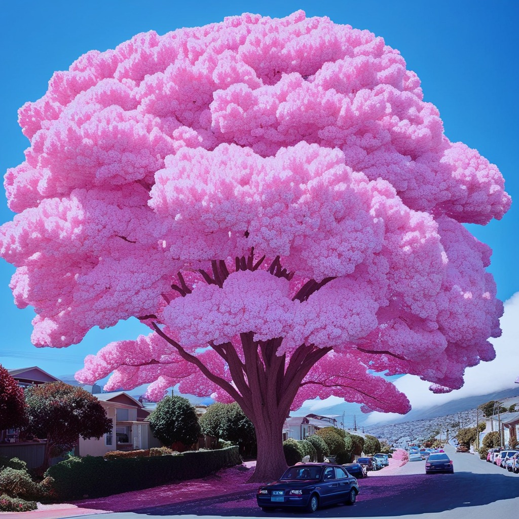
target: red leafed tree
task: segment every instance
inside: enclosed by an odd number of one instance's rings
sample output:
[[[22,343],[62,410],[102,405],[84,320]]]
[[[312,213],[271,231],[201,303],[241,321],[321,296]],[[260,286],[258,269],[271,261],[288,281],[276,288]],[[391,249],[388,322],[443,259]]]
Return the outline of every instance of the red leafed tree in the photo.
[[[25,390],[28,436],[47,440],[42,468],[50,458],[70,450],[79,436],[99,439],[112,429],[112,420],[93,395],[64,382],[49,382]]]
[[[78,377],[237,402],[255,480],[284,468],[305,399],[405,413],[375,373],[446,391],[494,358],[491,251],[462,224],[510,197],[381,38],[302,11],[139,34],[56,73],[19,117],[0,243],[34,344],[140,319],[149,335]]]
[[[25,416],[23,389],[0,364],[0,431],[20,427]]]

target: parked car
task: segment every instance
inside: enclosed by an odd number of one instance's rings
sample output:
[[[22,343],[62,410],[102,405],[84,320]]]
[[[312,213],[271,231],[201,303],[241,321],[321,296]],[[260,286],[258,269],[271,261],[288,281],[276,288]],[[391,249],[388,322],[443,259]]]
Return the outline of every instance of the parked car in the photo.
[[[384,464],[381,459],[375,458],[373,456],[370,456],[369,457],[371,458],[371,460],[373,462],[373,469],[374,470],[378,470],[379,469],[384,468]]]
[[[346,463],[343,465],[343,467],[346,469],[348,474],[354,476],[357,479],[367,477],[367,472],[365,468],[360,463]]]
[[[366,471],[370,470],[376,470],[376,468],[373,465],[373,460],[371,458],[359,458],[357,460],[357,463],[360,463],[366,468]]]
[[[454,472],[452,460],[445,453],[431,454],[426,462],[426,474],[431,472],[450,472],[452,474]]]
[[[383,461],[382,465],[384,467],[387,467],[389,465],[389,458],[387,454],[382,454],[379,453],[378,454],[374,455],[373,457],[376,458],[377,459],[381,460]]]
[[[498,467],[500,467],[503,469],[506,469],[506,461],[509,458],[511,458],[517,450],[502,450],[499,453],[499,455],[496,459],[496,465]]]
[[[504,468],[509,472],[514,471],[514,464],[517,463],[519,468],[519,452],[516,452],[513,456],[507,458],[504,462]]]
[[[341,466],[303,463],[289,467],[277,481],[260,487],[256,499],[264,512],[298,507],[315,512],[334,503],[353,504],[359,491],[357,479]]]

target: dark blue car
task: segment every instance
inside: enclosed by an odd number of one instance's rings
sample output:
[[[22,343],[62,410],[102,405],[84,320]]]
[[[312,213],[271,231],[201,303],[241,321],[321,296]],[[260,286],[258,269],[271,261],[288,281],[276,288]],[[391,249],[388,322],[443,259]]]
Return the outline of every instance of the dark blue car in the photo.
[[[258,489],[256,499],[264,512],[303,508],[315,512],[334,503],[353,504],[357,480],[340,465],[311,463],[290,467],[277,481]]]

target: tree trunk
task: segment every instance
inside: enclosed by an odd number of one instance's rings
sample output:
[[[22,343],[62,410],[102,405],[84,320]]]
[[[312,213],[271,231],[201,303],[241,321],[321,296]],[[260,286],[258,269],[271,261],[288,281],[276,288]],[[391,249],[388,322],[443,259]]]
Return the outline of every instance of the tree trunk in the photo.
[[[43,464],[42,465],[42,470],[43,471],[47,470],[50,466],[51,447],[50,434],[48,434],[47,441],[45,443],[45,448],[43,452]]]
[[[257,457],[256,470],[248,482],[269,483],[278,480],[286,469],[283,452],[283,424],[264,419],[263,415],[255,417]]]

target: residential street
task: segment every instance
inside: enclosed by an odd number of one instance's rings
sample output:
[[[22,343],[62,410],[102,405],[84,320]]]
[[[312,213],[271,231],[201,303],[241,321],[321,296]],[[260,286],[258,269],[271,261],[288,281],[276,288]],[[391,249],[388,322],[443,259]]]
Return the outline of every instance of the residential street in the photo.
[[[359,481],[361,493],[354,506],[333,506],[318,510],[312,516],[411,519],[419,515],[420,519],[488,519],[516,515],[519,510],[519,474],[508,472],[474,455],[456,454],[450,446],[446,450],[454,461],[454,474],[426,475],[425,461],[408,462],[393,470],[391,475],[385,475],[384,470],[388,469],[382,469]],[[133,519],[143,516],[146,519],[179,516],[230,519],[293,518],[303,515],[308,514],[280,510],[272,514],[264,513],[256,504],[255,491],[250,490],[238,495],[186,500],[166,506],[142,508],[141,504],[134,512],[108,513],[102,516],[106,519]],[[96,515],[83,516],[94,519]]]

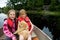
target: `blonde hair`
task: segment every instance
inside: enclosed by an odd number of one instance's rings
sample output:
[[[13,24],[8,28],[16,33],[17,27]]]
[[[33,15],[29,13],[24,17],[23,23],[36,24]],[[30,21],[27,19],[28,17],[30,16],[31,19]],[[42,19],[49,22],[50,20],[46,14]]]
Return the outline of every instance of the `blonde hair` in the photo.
=-=-=
- [DIRECTIONS]: Copy the data character for character, but drop all pictures from the copy.

- [RESULT BELOW]:
target: red leafed tree
task: segment every instance
inside: enclosed by an odd number of one instance's rings
sample output:
[[[22,343],[62,410],[102,405],[84,320]]]
[[[312,213],[271,231],[201,303],[241,321],[321,296]],[[260,286],[258,269],[271,261],[288,281],[276,288]],[[391,249],[388,322],[443,259]]]
Return the outline of every instance of the red leafed tree in the photo.
[[[25,390],[28,436],[47,440],[42,468],[50,458],[70,450],[79,436],[99,439],[112,429],[112,420],[93,395],[64,382],[49,382]]]
[[[78,377],[237,402],[255,480],[284,468],[305,399],[405,413],[375,373],[446,391],[494,358],[491,251],[462,224],[510,197],[381,38],[302,11],[139,34],[56,73],[19,117],[0,243],[34,344],[140,319],[149,335]]]
[[[25,416],[23,389],[0,364],[0,431],[20,427]]]

target: parked car
task: segment every instance
inside: enclosed by an odd number of one instance's rings
sample output:
[[[22,343],[62,410],[102,405],[84,320]]]
[[[312,213],[271,231],[201,303],[241,321],[321,296]],[[260,286],[258,269],[271,261],[288,281],[276,288]],[[391,249],[388,322],[443,259]]]
Return the outline of every instance of the parked car in the photo.
[[[384,464],[381,459],[375,458],[373,456],[370,456],[369,457],[371,458],[371,460],[373,462],[373,469],[374,470],[378,470],[379,469],[384,468]]]
[[[346,463],[343,465],[343,467],[346,469],[348,474],[354,476],[357,479],[367,477],[367,472],[365,468],[360,463]]]
[[[366,471],[370,470],[376,470],[376,468],[373,465],[373,460],[371,458],[359,458],[357,460],[357,463],[360,463],[366,468]]]
[[[454,472],[452,460],[445,453],[431,454],[426,462],[426,474],[431,472],[450,472],[452,474]]]
[[[383,461],[382,465],[384,467],[387,467],[389,465],[389,458],[387,454],[382,454],[379,453],[378,454],[374,455],[373,457],[376,458],[377,459],[381,460]]]
[[[498,467],[500,467],[503,469],[506,469],[506,461],[509,458],[511,458],[517,450],[502,450],[499,453],[499,455],[496,459],[496,465]]]
[[[504,468],[509,472],[514,471],[514,464],[517,463],[519,468],[519,452],[516,452],[513,456],[507,458],[504,462]]]
[[[341,466],[303,463],[289,467],[277,481],[260,487],[256,499],[264,512],[298,507],[315,512],[334,503],[353,504],[359,491],[357,479]]]

target: dark blue car
task: segment every instance
inside: enclosed by an odd number of one instance's rings
sample output:
[[[22,343],[62,410],[102,405],[84,320]]]
[[[312,213],[271,231],[201,303],[241,321],[321,296]],[[260,286],[258,269],[271,261],[288,281],[276,288]],[[391,249],[388,322],[443,259]]]
Return the outline of every instance of the dark blue car in the photo.
[[[258,489],[256,499],[264,512],[303,508],[315,512],[334,503],[353,504],[357,480],[340,465],[311,463],[290,467],[277,481]]]

target: tree trunk
task: segment every instance
inside: enclosed by an odd number of one instance's rings
sample output:
[[[22,343],[62,410],[102,405],[84,320]]]
[[[312,213],[271,231],[201,303],[241,321],[321,296]],[[260,286],[258,269],[271,261],[288,281],[276,288]],[[391,249],[388,322],[443,259]]]
Return the outline of every instance of the tree trunk in the photo.
[[[43,464],[42,465],[42,470],[43,471],[47,470],[50,466],[51,447],[50,434],[48,434],[47,441],[45,443],[45,448],[43,452]]]
[[[257,457],[256,470],[248,482],[269,483],[278,480],[286,469],[283,452],[283,424],[264,419],[263,415],[255,417]]]

target: residential street
task: segment every instance
inside: enclosed by an odd number of one instance's rings
sample output:
[[[22,343],[62,410],[102,405],[84,320]]]
[[[312,213],[271,231],[201,303],[241,321],[321,296]],[[260,286],[258,269],[271,261],[288,281],[276,288]],[[391,249],[388,322],[443,259]]]
Return the outline of every instance of the residential street in the photo.
[[[359,481],[361,493],[354,506],[333,506],[318,510],[312,516],[411,519],[419,515],[420,519],[488,519],[516,515],[519,510],[519,474],[508,472],[474,455],[456,454],[450,446],[446,450],[454,461],[454,474],[426,475],[425,461],[408,462],[393,470],[391,475],[385,475],[384,470],[388,469],[382,469]],[[133,519],[143,516],[146,519],[179,516],[230,519],[293,518],[303,515],[308,514],[280,510],[272,514],[264,513],[256,504],[255,491],[250,490],[238,495],[186,500],[166,506],[142,508],[141,504],[134,512],[108,513],[102,516],[106,519]],[[96,515],[83,516],[94,519]]]

target: `blonde hair`
task: segment every instance
inside: enclosed by an odd number of one instance's rings
sample output:
[[[13,24],[8,28],[16,33],[17,27]]]
[[[33,15],[29,13],[24,17],[23,23],[36,24]],[[30,21],[27,19],[28,17],[30,16],[31,19]],[[42,19],[49,22],[50,20],[46,14]]]
Return the outline of every instance of the `blonde hair` in the photo.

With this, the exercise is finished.